Thousands of Yemenis killed since Saudi invasion: Report


https://www.saba.ye/en/news3127540.htm

Yemen News Agency SABA
Thousands of Yemenis killed since Saudi invasion: Report
[07/ February/2021]

 

 
SANA'A, Feb. 07 (Saba) - How long the Saudi invasion that has killed thousands of children, women, and civilians of Yemen will go on?
 
Since March 2015, Saudi Arabia and its allies, including the UAE, have been conducting bloody military aggression in Yemen, using arms supplied by their Western backers.
 
Yemen has been at war for more than five years, the United Nations has called the situation in Yemen “the world’s worst humanitarian crisis,” and most children don’t have access to enough food, clean water or the opportunity to go to school.
 
The United Nations human rights office said that 2,381 women, 3,790 children, and 16,978 civilians have been killed in Yemen by that Saudi-led coalition, adding that 2,780 women, 4,089 children, and 26,203 civilians have also been injured.
 
As well as, Yemeni experts announced that more than 16,000 civilians have been killed in the invasion.

━━━━━━━━

▶ **Work task A**
Sum up the Yemen casualty report in two sentences.
▶ **Work task B**
Carry on the Yemen casualty report from its final sentence.
The records that come next have nothing to do with the Yemen casualty report.

▶ **Given entries**
━━━━━━━━

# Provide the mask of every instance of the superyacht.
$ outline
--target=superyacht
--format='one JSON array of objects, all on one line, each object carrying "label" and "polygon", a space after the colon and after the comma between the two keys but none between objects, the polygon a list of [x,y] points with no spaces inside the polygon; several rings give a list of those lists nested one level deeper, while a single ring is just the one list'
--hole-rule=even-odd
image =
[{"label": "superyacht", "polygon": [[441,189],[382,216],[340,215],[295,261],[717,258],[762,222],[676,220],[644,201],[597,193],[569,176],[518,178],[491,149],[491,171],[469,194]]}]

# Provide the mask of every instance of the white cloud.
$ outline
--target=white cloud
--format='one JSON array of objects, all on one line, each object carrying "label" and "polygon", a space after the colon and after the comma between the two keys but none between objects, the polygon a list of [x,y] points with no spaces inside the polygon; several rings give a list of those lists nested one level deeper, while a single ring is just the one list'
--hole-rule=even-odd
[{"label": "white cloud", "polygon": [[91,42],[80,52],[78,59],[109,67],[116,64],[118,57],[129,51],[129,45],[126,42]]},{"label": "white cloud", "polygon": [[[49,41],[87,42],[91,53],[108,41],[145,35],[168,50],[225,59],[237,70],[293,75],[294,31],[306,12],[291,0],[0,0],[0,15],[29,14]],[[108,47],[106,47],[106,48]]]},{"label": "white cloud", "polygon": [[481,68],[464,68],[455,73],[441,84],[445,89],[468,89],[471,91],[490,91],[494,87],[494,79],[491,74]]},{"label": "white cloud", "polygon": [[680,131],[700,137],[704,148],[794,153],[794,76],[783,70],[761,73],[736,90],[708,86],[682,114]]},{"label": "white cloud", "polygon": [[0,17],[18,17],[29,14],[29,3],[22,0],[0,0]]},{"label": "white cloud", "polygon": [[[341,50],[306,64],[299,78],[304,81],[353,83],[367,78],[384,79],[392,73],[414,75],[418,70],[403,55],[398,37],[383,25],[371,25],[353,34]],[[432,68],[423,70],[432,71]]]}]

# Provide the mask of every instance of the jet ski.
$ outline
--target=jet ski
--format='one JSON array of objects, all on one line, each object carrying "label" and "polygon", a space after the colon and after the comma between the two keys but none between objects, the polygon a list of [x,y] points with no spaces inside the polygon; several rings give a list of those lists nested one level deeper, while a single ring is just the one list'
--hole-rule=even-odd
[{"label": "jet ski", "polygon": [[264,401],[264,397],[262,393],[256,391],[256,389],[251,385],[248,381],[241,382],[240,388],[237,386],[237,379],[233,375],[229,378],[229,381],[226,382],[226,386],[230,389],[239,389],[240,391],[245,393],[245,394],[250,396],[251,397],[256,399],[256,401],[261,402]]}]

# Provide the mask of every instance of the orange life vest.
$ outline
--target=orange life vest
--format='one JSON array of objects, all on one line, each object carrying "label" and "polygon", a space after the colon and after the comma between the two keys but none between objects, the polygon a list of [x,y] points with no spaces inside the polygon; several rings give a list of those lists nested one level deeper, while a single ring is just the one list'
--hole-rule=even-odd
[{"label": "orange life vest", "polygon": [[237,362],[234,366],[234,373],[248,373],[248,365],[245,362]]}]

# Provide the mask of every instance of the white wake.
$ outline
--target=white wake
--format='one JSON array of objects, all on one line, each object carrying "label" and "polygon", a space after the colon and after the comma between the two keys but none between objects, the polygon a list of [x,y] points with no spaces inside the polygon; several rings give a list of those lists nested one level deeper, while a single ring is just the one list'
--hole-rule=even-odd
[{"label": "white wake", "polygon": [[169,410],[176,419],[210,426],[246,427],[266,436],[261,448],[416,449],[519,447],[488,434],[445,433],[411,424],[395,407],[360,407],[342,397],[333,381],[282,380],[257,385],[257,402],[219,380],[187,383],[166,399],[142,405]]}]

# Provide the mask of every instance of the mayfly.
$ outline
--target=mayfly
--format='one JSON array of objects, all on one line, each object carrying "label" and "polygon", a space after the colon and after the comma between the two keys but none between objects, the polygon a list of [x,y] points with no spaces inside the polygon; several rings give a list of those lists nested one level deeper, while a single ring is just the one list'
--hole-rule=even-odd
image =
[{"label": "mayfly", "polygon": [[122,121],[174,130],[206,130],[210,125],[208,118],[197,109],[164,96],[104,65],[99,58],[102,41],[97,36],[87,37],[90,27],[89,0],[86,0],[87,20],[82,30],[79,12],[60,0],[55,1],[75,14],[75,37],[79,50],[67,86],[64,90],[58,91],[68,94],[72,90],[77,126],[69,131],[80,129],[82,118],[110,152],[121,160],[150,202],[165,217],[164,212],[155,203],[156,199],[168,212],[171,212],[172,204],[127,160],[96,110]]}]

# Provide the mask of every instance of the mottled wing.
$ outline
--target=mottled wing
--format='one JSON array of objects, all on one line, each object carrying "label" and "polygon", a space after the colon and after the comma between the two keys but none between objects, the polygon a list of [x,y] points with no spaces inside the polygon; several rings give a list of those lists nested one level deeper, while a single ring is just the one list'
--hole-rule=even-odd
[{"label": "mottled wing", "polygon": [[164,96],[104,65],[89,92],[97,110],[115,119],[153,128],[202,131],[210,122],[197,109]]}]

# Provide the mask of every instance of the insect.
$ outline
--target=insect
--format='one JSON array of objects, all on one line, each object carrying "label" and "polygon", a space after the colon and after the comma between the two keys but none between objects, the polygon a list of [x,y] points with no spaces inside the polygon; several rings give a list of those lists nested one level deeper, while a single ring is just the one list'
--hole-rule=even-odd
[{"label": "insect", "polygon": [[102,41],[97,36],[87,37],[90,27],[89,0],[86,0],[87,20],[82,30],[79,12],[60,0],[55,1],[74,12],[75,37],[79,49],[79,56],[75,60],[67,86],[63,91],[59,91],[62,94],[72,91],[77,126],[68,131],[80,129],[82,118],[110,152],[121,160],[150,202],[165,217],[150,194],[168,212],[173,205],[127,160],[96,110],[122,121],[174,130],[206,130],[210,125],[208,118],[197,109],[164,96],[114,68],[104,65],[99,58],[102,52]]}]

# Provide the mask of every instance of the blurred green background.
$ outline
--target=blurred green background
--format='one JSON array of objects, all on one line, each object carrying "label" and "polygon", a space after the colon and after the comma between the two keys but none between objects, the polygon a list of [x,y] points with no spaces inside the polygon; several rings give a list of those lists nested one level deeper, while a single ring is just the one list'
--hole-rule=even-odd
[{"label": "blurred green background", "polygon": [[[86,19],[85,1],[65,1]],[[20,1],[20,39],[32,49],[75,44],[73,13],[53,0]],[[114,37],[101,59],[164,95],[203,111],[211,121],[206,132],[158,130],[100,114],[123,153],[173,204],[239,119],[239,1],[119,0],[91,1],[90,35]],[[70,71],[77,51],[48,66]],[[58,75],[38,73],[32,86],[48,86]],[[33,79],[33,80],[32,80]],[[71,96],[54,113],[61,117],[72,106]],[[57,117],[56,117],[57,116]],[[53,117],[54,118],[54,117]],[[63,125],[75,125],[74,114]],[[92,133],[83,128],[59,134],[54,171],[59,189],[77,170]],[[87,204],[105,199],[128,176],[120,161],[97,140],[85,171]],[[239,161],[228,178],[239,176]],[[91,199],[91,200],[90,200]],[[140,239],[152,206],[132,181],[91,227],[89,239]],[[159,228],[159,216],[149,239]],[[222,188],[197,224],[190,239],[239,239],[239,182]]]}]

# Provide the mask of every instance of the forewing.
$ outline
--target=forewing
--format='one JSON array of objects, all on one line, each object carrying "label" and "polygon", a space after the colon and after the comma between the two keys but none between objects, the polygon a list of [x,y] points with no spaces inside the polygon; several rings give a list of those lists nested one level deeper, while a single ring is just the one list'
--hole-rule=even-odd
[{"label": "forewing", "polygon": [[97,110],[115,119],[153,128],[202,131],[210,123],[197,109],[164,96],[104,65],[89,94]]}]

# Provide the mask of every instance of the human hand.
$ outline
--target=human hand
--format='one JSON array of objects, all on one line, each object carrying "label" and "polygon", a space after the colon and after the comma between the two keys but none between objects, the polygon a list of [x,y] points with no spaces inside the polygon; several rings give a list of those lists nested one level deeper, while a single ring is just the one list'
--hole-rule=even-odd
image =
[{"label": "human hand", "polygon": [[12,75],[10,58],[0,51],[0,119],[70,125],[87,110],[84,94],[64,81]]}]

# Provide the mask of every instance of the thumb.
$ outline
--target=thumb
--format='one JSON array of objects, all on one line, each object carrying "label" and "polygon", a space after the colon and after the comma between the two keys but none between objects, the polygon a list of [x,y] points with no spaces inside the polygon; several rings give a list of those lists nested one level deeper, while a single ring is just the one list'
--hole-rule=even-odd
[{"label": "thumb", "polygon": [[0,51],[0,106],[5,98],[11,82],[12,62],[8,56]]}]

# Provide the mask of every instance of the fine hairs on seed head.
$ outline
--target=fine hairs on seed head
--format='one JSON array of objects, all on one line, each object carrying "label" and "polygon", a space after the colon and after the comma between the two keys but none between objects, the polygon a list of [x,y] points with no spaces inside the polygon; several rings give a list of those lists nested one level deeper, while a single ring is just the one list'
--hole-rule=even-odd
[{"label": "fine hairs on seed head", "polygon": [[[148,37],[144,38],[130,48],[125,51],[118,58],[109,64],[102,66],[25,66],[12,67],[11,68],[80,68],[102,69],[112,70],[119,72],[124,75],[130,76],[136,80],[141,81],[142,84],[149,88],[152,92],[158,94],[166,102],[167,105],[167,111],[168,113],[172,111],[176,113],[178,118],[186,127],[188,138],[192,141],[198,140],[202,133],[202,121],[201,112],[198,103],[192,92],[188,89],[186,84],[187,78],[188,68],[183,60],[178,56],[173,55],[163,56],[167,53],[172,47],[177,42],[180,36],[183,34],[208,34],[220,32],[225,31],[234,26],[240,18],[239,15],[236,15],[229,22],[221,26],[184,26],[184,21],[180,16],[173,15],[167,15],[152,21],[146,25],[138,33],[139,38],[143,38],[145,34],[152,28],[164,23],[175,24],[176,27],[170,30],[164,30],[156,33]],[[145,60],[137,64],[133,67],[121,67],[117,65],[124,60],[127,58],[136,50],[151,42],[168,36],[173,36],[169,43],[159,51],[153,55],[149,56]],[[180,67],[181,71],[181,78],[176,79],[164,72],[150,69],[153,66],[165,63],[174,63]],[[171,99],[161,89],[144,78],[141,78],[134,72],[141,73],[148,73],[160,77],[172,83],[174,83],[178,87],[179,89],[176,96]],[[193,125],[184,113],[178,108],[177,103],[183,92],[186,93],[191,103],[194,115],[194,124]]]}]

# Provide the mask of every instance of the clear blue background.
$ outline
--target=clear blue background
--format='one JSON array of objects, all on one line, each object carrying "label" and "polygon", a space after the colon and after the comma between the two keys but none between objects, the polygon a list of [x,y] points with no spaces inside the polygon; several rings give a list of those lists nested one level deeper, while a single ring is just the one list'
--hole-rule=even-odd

━━━━━━━━

▶ **Written reply A**
The report says that since March 2015 Saudi Arabia and its allies, including the UAE, have waged a military campaign in Yemen with arms from Western backers, in a war the United Nations calls "the world's worst humanitarian crisis." Citing the UN human rights office, it says the Saudi-led coalition has killed 2,381 women, 3,790 children and 16,978 civilians, and has injured 2,780 women, 4,089 children and 26,203 civilians.

▶ **Written reply B**
They said that 4,168,301 people (606,694 families) have been displaced because of the Saudi bombardment of cities, villages, houses, schools, and hospitals over the past six years.
 
The war has displaced three million Yemenis and forced 200,000 to seek refuge abroad. The United Nations had information that 900,000 of the displaced intended to try to return to their homes.
 
Some 14 million of Yemen’s 26 million population needed food aid and 7 million were suffering from food insecurity.
 
Yemen’s economy, already fragile prior to the war, has been gravely affected. Hundreds of thousands of families no longer have a steady source of income, and many public servants have not received a regular salary in several years. The country’s broken economy has worsened the humanitarian crisis.
 
Aid experts and United Nations officials said: a more insidious form of warfare is also being waged in Yemen, an economic war that is exacting a far greater toll on civilians and now risks tipping the country into a famine of catastrophic proportions.
 
Under the leadership Mohammed bin Salman, the Saudi-led coalition and its mercenaries allies have imposed a raft of punitive economic measures , but these actions — including periodic blockades, stringent import restrictions and withholding the salaries of about a million civil servants — driving millions deeper into poverty.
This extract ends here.